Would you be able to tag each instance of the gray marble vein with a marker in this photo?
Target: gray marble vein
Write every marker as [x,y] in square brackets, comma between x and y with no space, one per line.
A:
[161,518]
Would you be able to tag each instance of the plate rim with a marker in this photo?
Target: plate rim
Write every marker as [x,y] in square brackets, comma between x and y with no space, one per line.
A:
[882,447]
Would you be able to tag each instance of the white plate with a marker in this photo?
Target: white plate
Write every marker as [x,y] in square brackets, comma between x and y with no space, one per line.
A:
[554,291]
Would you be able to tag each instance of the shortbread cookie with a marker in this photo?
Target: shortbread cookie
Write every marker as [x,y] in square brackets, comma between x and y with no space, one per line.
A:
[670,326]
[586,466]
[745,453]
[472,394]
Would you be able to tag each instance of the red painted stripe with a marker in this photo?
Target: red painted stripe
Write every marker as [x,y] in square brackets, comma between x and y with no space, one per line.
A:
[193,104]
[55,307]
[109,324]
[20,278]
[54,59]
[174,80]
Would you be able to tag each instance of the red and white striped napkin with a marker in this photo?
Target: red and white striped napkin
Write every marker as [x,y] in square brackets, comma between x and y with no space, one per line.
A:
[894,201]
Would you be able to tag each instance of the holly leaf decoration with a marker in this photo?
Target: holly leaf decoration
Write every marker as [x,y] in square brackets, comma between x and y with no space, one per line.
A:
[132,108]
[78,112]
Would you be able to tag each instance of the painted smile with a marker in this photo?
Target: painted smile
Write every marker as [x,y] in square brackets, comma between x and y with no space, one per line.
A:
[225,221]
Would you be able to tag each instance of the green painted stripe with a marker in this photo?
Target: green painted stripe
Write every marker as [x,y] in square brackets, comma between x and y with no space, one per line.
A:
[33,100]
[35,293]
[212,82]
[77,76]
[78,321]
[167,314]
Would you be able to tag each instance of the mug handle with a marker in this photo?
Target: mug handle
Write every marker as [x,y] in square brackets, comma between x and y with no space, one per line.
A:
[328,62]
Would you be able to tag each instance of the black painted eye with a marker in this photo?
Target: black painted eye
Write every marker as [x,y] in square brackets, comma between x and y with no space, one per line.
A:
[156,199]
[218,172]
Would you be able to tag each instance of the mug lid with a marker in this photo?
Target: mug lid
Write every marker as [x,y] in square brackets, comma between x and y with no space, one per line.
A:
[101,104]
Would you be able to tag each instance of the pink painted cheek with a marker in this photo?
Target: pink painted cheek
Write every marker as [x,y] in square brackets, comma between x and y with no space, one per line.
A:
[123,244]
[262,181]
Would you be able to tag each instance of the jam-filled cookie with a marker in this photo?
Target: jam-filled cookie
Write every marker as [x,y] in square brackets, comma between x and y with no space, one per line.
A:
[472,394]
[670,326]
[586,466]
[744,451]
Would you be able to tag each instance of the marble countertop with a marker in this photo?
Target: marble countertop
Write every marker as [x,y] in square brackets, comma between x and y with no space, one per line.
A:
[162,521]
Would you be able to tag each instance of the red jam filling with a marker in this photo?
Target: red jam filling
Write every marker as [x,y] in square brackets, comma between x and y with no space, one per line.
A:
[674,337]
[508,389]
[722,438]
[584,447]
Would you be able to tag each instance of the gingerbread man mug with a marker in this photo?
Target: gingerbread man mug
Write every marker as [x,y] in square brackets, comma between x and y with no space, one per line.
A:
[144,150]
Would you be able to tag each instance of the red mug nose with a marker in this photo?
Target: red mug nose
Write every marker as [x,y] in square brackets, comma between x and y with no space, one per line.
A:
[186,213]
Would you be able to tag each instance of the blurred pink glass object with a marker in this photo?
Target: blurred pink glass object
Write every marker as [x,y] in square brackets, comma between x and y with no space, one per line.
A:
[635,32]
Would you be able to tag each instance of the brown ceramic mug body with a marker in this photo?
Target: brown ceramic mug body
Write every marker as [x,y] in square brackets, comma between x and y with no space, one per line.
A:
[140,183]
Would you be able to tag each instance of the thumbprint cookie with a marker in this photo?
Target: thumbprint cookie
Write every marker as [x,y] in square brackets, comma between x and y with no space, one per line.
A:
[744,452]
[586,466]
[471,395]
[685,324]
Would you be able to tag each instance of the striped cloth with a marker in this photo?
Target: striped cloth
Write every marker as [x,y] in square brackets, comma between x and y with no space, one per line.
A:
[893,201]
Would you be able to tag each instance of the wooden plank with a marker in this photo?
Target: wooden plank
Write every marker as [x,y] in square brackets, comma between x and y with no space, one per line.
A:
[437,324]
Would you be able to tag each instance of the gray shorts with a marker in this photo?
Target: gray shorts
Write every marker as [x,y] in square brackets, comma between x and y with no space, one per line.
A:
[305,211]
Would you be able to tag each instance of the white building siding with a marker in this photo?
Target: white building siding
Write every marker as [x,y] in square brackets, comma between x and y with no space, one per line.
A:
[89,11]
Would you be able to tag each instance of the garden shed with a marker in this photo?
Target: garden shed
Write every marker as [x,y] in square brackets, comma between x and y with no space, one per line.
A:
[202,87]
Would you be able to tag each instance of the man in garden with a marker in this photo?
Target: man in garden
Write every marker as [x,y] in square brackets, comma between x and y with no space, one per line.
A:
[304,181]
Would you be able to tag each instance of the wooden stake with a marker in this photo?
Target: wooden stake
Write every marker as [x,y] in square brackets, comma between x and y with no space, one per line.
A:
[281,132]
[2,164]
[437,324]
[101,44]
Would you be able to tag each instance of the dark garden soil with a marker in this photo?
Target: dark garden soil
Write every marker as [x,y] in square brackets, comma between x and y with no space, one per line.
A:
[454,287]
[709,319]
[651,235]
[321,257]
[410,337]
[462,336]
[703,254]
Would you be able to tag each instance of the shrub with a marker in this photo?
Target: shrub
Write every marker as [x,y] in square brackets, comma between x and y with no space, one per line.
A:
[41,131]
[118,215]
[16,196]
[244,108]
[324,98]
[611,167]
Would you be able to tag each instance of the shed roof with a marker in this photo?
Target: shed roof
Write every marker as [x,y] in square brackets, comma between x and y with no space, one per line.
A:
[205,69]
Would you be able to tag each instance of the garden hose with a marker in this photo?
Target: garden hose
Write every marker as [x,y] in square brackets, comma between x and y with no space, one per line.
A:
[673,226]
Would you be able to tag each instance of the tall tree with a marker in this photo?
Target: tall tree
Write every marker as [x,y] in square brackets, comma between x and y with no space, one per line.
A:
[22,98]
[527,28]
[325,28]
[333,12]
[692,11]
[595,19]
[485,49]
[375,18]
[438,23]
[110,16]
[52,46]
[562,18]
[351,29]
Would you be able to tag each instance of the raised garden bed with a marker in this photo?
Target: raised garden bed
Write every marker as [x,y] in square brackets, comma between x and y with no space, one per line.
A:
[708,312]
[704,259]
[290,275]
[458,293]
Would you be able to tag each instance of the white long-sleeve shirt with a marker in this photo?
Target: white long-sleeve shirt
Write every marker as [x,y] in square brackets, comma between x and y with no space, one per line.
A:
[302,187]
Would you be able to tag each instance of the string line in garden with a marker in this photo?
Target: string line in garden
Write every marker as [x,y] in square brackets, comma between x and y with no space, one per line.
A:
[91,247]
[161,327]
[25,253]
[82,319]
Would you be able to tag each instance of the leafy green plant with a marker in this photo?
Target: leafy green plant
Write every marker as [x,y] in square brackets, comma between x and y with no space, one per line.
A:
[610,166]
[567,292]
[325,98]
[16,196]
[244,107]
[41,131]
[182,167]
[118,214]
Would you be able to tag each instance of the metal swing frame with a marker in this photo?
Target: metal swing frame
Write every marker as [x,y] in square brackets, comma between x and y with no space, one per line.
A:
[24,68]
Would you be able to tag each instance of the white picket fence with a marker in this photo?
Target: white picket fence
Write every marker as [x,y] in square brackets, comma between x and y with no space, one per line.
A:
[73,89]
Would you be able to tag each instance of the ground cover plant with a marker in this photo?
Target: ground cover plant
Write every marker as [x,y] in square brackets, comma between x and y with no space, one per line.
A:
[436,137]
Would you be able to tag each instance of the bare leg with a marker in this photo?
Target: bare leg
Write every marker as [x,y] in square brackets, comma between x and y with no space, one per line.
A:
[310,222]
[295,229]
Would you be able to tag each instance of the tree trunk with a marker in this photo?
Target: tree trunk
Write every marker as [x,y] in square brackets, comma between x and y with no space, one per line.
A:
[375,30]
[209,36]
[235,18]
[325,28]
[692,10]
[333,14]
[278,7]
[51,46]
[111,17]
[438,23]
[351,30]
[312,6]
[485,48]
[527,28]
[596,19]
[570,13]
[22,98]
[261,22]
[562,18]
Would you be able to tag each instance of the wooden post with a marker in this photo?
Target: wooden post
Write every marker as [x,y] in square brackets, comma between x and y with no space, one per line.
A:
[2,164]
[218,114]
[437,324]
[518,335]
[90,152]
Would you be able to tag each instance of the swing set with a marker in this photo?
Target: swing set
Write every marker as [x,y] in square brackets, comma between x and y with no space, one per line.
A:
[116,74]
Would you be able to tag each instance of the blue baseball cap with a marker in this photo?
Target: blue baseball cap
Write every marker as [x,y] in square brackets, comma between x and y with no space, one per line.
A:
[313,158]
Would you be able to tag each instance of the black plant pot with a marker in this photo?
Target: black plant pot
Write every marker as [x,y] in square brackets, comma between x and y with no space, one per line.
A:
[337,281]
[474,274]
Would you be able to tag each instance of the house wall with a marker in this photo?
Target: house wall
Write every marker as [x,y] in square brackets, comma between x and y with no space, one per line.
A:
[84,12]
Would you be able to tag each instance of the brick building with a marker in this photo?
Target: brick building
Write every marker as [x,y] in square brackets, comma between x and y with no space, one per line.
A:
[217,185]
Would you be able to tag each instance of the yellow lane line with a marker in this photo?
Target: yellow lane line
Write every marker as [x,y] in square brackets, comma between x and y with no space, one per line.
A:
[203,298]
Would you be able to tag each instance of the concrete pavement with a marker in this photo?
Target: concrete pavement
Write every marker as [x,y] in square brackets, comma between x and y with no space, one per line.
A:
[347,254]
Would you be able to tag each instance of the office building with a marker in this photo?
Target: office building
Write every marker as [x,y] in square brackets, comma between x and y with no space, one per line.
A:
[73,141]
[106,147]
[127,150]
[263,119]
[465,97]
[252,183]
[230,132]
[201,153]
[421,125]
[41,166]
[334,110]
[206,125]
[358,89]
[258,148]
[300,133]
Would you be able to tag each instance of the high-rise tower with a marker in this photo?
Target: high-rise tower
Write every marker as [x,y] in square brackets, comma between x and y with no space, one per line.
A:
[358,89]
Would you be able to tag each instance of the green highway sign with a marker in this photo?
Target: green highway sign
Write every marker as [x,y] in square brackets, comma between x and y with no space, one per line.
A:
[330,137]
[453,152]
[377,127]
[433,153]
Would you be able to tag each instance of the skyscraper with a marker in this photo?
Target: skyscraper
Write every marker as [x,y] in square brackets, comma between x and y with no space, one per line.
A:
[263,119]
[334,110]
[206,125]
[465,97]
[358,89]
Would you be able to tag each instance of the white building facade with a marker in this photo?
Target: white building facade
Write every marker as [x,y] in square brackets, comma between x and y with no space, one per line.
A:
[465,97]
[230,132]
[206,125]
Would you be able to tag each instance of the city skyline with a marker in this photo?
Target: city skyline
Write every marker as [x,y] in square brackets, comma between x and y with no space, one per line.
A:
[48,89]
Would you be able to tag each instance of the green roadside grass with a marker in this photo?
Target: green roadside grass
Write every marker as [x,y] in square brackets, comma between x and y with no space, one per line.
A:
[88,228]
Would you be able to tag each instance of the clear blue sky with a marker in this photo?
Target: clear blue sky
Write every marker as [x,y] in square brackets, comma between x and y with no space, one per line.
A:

• **Task**: Find each line in the records above that contains "picket", and copy it.

• **Written response**:
Would you be able to tag each instance of the white picket fence with a marker in this photo?
Target: white picket fence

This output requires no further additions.